--- STORED DATA ---
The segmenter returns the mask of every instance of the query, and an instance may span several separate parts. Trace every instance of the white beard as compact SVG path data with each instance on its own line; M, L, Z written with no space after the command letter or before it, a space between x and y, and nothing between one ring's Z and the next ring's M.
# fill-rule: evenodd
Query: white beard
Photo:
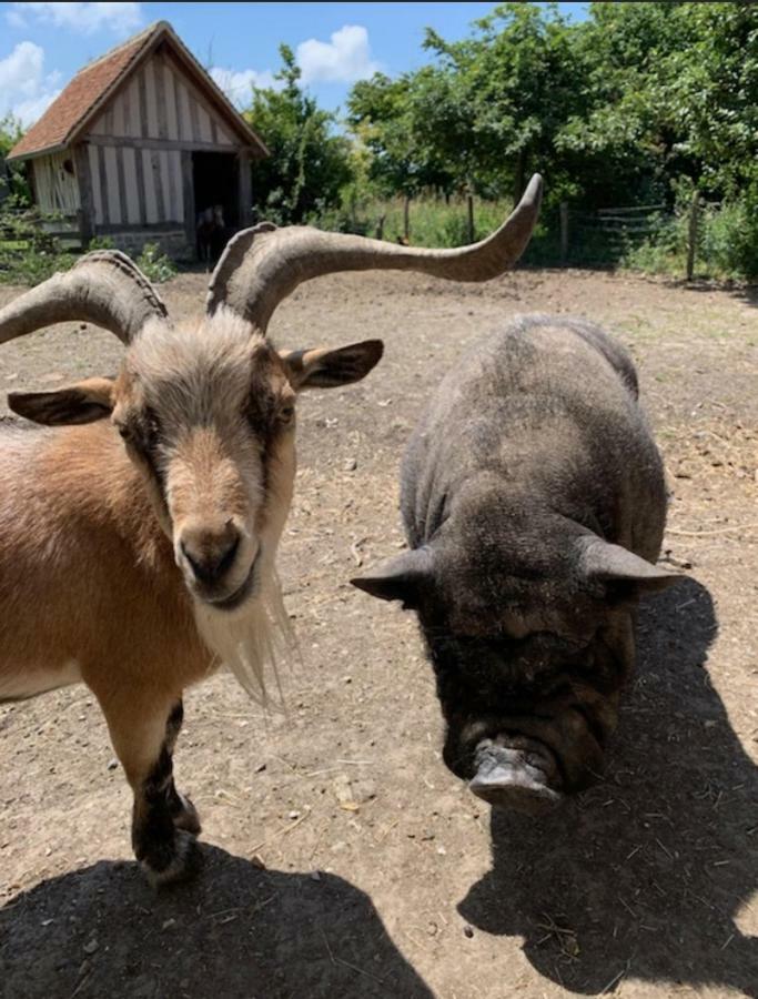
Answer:
M195 603L198 630L213 653L212 669L223 665L234 674L245 693L266 708L283 709L284 695L279 664L296 653L296 639L273 566L262 566L259 593L236 610L214 610ZM272 697L267 680L273 678Z

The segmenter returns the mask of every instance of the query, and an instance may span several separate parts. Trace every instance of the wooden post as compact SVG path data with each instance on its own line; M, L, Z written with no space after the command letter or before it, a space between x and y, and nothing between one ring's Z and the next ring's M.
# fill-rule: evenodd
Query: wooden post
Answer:
M250 153L240 152L240 228L246 229L253 219L253 184Z
M474 195L471 188L466 191L466 218L468 222L468 242L474 242Z
M568 263L568 202L560 202L560 266Z
M695 191L689 205L689 226L687 240L687 281L695 274L695 254L697 252L697 230L700 220L700 192Z
M87 250L94 235L94 198L92 196L92 178L90 175L90 155L87 144L80 142L73 150L73 169L79 183L79 234L82 250ZM104 196L104 193L103 193Z
M184 206L184 236L194 260L198 253L198 220L195 219L192 153L189 149L182 150L182 204Z

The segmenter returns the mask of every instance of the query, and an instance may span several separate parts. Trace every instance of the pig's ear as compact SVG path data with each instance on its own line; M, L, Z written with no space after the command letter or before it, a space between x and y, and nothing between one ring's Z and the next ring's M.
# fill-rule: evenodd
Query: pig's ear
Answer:
M382 601L402 601L403 607L414 608L418 606L422 588L432 579L432 565L428 548L414 548L350 582Z
M678 573L653 565L628 548L612 545L600 537L585 542L580 564L587 579L626 584L638 593L655 593L681 578Z

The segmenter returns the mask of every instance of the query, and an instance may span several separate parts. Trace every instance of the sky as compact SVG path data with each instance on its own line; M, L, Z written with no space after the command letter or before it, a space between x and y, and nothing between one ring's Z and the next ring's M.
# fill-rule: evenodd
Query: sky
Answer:
M153 21L170 21L240 107L274 83L279 46L295 52L321 107L344 110L356 80L423 65L424 29L465 38L491 3L1 3L0 118L31 124L91 59ZM575 20L587 3L558 3Z

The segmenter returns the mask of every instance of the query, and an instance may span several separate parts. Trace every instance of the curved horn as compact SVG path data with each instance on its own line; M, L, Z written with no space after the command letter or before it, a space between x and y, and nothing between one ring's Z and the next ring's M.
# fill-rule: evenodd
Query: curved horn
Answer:
M422 250L305 225L276 229L263 222L237 233L226 246L211 278L208 312L212 315L228 305L264 333L282 299L301 282L333 271L422 271L451 281L488 281L513 266L526 249L542 191L542 178L535 173L497 232L459 250Z
M125 254L95 250L0 310L0 343L69 320L103 326L130 343L149 319L168 319L150 281Z

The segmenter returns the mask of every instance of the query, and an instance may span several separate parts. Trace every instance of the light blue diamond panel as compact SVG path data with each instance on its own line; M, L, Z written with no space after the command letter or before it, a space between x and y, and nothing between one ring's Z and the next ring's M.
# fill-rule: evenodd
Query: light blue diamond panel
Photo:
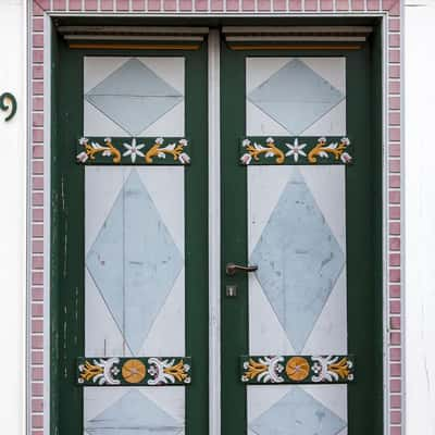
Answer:
M340 90L299 59L289 61L248 95L249 101L295 136L344 99Z
M289 341L301 352L345 256L297 167L256 245L251 264ZM325 186L327 188L327 186Z
M183 96L138 59L130 59L85 99L132 136L138 136Z
M257 435L337 435L346 422L300 387L258 417L249 428Z
M127 346L137 355L184 260L135 170L91 246L86 265Z
M176 435L183 431L181 422L134 389L85 424L89 435Z

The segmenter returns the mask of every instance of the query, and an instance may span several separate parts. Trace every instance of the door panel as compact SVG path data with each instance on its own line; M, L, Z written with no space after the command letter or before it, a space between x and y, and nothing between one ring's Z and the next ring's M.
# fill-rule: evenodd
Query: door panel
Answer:
M203 434L207 47L58 42L53 433Z
M222 45L225 434L382 433L370 50Z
---
== WHAT TO WORK ON ==
Can you lay out every line of the data above as a Markdown table with the columns Row and Line, numbering each row and skipping blank lines? Leave the pictures out.

== FINISHED ANSWER ==
| Row | Line |
|---|---|
| 1 | The segmenter returns the mask of every instance of the query, and an instance may span several separate parts. Trace every instance of the white beard as compact SVG path data with each instance on its own line; M, L, Z written with no space after the command letter or before it, a space between x and y, and nothing between one ring's Z and the next ring's M. |
| 2 | # fill-rule: evenodd |
| 3 | Query: white beard |
| 4 | Photo: |
| 5 | Answer: |
| 6 | M195 603L198 630L213 653L212 669L223 665L234 674L245 693L266 708L283 709L284 695L279 664L296 653L296 639L273 566L262 566L259 593L236 610L214 610ZM272 697L267 680L273 678Z |
| 7 | The segmenter returns the mask of every instance of the query, and an instance may span several separate parts. Trace every instance of the wooden post as compact SVG path data with each instance on its own line; M, L, Z written with no space after the command letter or before it, a space between x and y, and nothing between one ring's Z and the next ring's M. |
| 8 | # fill-rule: evenodd |
| 9 | Query: wooden post |
| 10 | Answer: |
| 11 | M250 153L240 152L240 228L246 229L253 219L253 184Z |
| 12 | M474 195L471 188L466 191L466 218L468 222L468 242L474 242Z |
| 13 | M568 263L568 202L560 202L560 266Z |
| 14 | M695 191L689 205L689 226L687 240L687 281L695 274L695 254L697 252L697 230L700 220L700 192Z |
| 15 | M87 250L94 235L94 198L92 196L92 178L90 175L90 155L87 144L80 142L73 150L73 169L79 183L79 234L82 250ZM104 196L104 193L103 193Z |
| 16 | M184 206L184 236L194 260L198 253L198 220L195 219L192 153L189 149L182 150L182 204Z |
| 17 | The segmenter returns the mask of every instance of the query, and an instance may span several separate parts. Trace every instance of the pig's ear as compact SVG path data with each instance on its own line; M, L, Z written with no space after the command letter or before it, a space between x and y, and nothing between one ring's Z and the next ring's M. |
| 18 | # fill-rule: evenodd |
| 19 | Query: pig's ear |
| 20 | Answer: |
| 21 | M382 601L402 601L403 607L414 608L418 606L422 588L432 579L432 565L428 548L414 548L350 582Z |
| 22 | M678 573L653 565L628 548L612 545L600 537L585 542L580 564L587 579L626 584L638 593L655 593L681 578Z |
| 23 | The segmenter returns the mask of every instance of the query, and an instance may span several separate parts. Trace every instance of the sky as compact SVG path data with each instance on its own line; M, L, Z written with no space after the command letter or before it, a space between x and y, and nothing between one ring's Z and the next ring's M. |
| 24 | # fill-rule: evenodd |
| 25 | Query: sky |
| 26 | Answer: |
| 27 | M153 21L170 21L240 107L274 83L279 46L295 52L321 107L344 110L356 80L423 65L424 29L465 38L491 3L1 3L0 118L31 124L91 59ZM575 20L587 3L558 3Z |
| 28 | The segmenter returns the mask of every instance of the query, and an instance may span several separate parts. Trace every instance of the curved horn as compact SVG path data with each instance on its own line; M, L, Z written with no space after the command letter or before it, a space between x and y, and nothing between one ring's Z and the next ring's M. |
| 29 | # fill-rule: evenodd |
| 30 | Query: curved horn |
| 31 | Answer: |
| 32 | M422 250L305 225L276 229L263 222L237 233L226 246L211 278L208 312L212 315L228 305L264 333L282 299L301 282L333 271L422 271L451 281L488 281L513 266L526 249L542 191L542 178L535 173L497 232L459 250Z |
| 33 | M125 254L95 250L0 310L0 343L69 320L103 326L130 343L149 319L168 319L150 281Z |
| 34 | The segmenter returns the mask of every instance of the query, and an instance may span several separate parts. Trace every instance of the light blue diamond panel as compact SVG path data with each instance on its own line; M, L, Z written with no space after the command letter or before it, a space between x and y, and nothing between one ring's Z and the next ring's M. |
| 35 | # fill-rule: evenodd |
| 36 | Query: light blue diamond panel |
| 37 | Photo: |
| 38 | Answer: |
| 39 | M340 90L299 59L289 61L248 95L249 101L295 136L344 99Z |
| 40 | M289 341L301 352L345 256L297 167L256 245L251 264ZM325 186L327 188L327 186Z |
| 41 | M183 96L138 59L130 59L85 99L132 136L138 136Z |
| 42 | M257 435L337 435L346 422L300 387L258 417L249 428Z |
| 43 | M127 346L137 355L184 260L135 170L91 246L86 265Z |
| 44 | M176 435L183 431L181 422L134 389L85 424L89 435Z |
| 45 | The segmenter returns the mask of every instance of the query, and an instance may span several separate parts. Trace every instance of the door panel as compact SVG path data with each instance on its own line; M, L, Z written with no space after the command letter or before it, a space between x and y, and nothing between one ring's Z and the next ring's M. |
| 46 | # fill-rule: evenodd |
| 47 | Query: door panel |
| 48 | Answer: |
| 49 | M203 434L207 47L58 42L53 433Z |
| 50 | M222 45L225 434L382 433L370 50Z |